Microsoft Seller Tools
Designing for scale
Year
2019 - 2025
EmployeR
Microsoft
SERVICES
Product/UX Design
I was brought on as a consultant to work on the internal Microsoft Configure, Price, Quote (CPQ) tool to revamp for sellers with the goal of driving greater clarity in the experience while making it more appealing overall. This was a newer initiative that would replace the previous tool Microsoft sellers were using tied to an earlier customer agreement structure that was bloated, requiring a new signing by customers for any new software. This wasn’t aligned to the subscription and consumption-based approaches Microsoft was moving towards, as well as the greater flexibility and speed required of a modern tool. One year after proving to the team my value as a consultant I was hired full time to help grow the tool to match Microsoft’s ambitions for it.
Due to the internal nature of the tool the designs are presented in a blurred format, but I am more than happy to walk you through the work in a more direct manner.
More specifics can be shared in a private interview, but the tool navigated the seller through customer selection, ensuring a white-glove service for the provisioning and distribution of products/discounts into the customer's cloud.
Product configuration could be complex and required a flexible design to handle the many configurations Azure resources could appear as.
One particularly complex feature with a longer runway focused on providing clear navigation and selection of Azure workloads, with limited support for adjustment to the underlying API’s driving that configuration. After a round of user interviews, data analysis of the types of Azure workloads, collaboration with engineers and PM to test our understanding, iteration on different designs and user studies to highlight areas for improvement I was able to land at a design that quickly supported complex customizations for the broad variety of Azure services, that had sellers emailing me asking for when it would be released.
Feedback from the user studies pushed me to streamline the product configuration flow by adopting a browse and add to cart approach which improved clarity for the sellers removing an earlier and confusing step. User feedback is just one step of the process to a strong design though and I was particularly proud of the time spent understanding the APIs supporting the feature. It allowed me to find a creative solution using quick filters that navigate the broad but basic response, decreasing the time it took for sellers to find specific locations or services.
For complex features like this, it was important to support the engineers through delivery to ensure a successful launch. My approach was multifold starting with clear documentation covering component usage, accessibility annotations, specifications covering the changes being made, error-handling and any edge cases that might arise. While the engineers were working on the feature, I made sure to make myself available to help clarify any confusion and to navigate them through the complexity of space. This resulted in fostering strong relationships with members of the engineering team building a trust through alignment in our shared goals. This was also commended by my managers as they could see the impact it was having on new team members and their ability to quickly grow in the space.

Exercise 1: What did the documentation in the Microsoft Seller Tools case study cover? List each item it names.
Exercise 2: Can you carry the Microsoft Seller Tools case study forward, starting after its final sentence?

Record excerpts:
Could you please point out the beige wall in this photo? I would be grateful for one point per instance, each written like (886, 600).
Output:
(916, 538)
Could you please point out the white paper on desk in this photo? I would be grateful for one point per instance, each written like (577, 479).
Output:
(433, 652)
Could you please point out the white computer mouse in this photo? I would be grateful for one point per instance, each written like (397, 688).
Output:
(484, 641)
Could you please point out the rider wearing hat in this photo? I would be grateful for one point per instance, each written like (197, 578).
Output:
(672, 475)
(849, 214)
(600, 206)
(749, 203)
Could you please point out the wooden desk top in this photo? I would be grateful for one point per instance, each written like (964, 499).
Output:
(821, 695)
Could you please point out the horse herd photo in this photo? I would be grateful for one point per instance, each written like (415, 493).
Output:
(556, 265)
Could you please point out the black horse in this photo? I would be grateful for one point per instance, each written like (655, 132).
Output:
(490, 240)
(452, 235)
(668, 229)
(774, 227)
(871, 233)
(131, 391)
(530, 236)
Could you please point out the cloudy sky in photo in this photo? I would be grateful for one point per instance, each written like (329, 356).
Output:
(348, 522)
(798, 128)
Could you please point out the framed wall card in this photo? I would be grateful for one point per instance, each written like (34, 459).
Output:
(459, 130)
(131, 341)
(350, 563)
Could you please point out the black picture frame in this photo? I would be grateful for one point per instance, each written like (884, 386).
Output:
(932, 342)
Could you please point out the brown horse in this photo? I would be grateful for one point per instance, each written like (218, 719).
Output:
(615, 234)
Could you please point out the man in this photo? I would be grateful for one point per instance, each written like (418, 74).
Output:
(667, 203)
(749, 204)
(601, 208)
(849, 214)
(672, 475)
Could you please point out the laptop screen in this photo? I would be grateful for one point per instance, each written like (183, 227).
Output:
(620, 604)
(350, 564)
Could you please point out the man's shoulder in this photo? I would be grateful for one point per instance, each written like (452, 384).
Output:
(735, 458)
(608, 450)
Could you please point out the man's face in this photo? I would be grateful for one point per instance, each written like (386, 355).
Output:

Answer box 1:
- Component usage
- Accessibility annotations
- Specifications covering the changes being made
- Error-handling
- Edge cases that might arise

Answer box 2:
The specifications I built out for the features brought clarity to the engineers implementing the feature, reducing churn and improving implementation.
To give a sense of the breadth of features I worked on a seller could search available promotions that their customer was eligible for, manage subscriptions the customer owned, establish discounts across the full suite of Microsoft products with capabilities to define it down to a regional data center level or establish a ceiling price on a product. And to ensure compliance with Microsoft's rules, I deeply understand the ways the system would inform and route the deal for approval from the right level of authorization within the company based on the content and size of the deal.
For large enterprises, where so much of the deal is focused on the language of the agreement, I designed specific views for authorized users to customize the language of an agreement, adding and editing, while ensuring access to approval levels and clarity for funding agreements verified in other portals within Microsoft. Finally, in adding customization options on the output, the seller could then dynamically generate the agreement to share with the customer for additional negotiation or for specific customer-defined signing approaches. The work constantly provided new topics to learn as I familiarized myself with complex enterprise-level negotiations and the type of customizations required across it.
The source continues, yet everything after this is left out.